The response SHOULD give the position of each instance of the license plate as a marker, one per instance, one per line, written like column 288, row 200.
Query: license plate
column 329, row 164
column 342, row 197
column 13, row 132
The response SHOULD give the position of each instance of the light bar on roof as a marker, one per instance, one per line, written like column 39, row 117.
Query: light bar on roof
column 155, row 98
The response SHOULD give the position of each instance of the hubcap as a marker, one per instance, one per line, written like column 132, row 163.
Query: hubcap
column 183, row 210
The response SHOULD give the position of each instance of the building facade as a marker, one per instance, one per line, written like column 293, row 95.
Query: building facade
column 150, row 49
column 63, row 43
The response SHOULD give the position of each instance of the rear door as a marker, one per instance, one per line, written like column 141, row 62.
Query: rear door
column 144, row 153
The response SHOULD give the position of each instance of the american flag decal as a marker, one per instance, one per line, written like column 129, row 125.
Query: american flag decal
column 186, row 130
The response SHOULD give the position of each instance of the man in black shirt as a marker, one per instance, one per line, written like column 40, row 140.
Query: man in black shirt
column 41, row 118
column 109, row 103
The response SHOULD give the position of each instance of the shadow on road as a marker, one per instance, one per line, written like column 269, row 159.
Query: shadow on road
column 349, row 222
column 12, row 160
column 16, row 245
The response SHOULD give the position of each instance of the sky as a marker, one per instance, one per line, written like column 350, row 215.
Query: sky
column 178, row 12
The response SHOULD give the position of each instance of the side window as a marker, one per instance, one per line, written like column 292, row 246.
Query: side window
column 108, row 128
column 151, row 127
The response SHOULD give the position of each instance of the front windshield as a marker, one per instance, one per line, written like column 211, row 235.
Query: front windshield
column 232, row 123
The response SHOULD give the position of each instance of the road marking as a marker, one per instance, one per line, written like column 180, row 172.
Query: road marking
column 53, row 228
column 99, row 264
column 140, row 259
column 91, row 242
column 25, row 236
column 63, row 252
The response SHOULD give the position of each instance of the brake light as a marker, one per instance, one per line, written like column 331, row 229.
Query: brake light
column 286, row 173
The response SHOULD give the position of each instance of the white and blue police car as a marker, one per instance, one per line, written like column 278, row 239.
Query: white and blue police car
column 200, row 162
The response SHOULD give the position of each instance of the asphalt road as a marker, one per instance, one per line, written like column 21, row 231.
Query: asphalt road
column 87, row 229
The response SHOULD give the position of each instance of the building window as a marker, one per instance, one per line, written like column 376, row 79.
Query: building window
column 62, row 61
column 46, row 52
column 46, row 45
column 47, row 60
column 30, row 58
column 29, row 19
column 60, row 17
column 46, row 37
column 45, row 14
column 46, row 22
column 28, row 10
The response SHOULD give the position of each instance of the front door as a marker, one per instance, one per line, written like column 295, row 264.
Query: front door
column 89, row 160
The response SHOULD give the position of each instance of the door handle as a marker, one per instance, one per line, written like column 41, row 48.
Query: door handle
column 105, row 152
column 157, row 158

● **Required task**: Reproduce all of the items above word for word, keeping every line in its original order.

● **Task solution**:
The response SHOULD give the position of each instance of the license plate as a marker, one per instance, one per line, written like column 288, row 200.
Query: license plate
column 329, row 164
column 342, row 197
column 13, row 132
The response SHOULD give the position of each instance of the light bar on roof as a marker, one per instance, one per line, written like column 39, row 117.
Query: light bar on roof
column 155, row 98
The response SHOULD give the position of each instance of the hubcap as a marker, one per instance, one per line, written like column 132, row 163.
Query: hubcap
column 183, row 210
The response SHOULD give the position of each instance of the building facade as a marker, one per instance, one per line, written like column 293, row 95.
Query: building facade
column 150, row 49
column 63, row 43
The response SHOULD give the position of each instance of the rear door as a marker, one per instance, one per line, written like column 141, row 62.
Query: rear door
column 144, row 153
The response SHOULD give the position of each instance of the american flag decal as a marker, one per instance, one per line, written like column 129, row 125.
Query: american flag decal
column 186, row 130
The response SHOULD give the position of each instance of the man in black shirt as a marker, one per instance, one per line, written like column 40, row 140.
Query: man in black shirt
column 41, row 118
column 109, row 103
The response SHOULD give the position of each instance of the shadow on road as a marker, one per instance, one per line, written like column 269, row 159.
Query: shadow on road
column 349, row 222
column 12, row 160
column 16, row 245
The response SHOULD give the position of each instance of the sky as a marker, one per instance, one per line, written like column 350, row 215.
Query: sky
column 178, row 12
The response SHOULD give the position of each instance of the side window as a marker, one per instance, one per line, written like column 292, row 246.
Query: side window
column 108, row 128
column 151, row 127
The response SHOULD give the position of each instance of the front windshield as a marker, one per instance, one per line, written like column 211, row 235.
Query: front windshield
column 232, row 123
The response SHOULD give the position of each instance of the road marking as a marker, one per instance, one per line, written like column 180, row 172.
Query: road marking
column 53, row 228
column 99, row 264
column 140, row 259
column 91, row 242
column 25, row 236
column 63, row 252
The response SHOULD give the position of each instance of the brake light as a marker, one per instance, one per line, written like column 331, row 229.
Query: brake light
column 286, row 173
The response SHOULD give the position of each instance of the white and blue police car as a marker, one per instance, one per line, written like column 278, row 239.
Query: white and blue police car
column 200, row 162
The response SHOULD give the position of each instance of the asphalt road as a marker, one per instance, one per line, written like column 21, row 231.
Query: asphalt road
column 87, row 229
The response SHOULD give the position of each instance of the building window as a marker, one per instance, one per line, written like column 376, row 79.
Query: building window
column 62, row 61
column 46, row 52
column 46, row 45
column 47, row 60
column 30, row 58
column 29, row 19
column 60, row 17
column 46, row 37
column 45, row 14
column 46, row 22
column 28, row 10
The response SHOULD give the position of each instance of the front door as a marker, one per instance, one per line, written like column 295, row 264.
Query: front door
column 89, row 160
The response SHOULD give the position of each instance of the door handle as a marker, one per instance, one per line, written like column 41, row 48.
Query: door handle
column 105, row 152
column 157, row 158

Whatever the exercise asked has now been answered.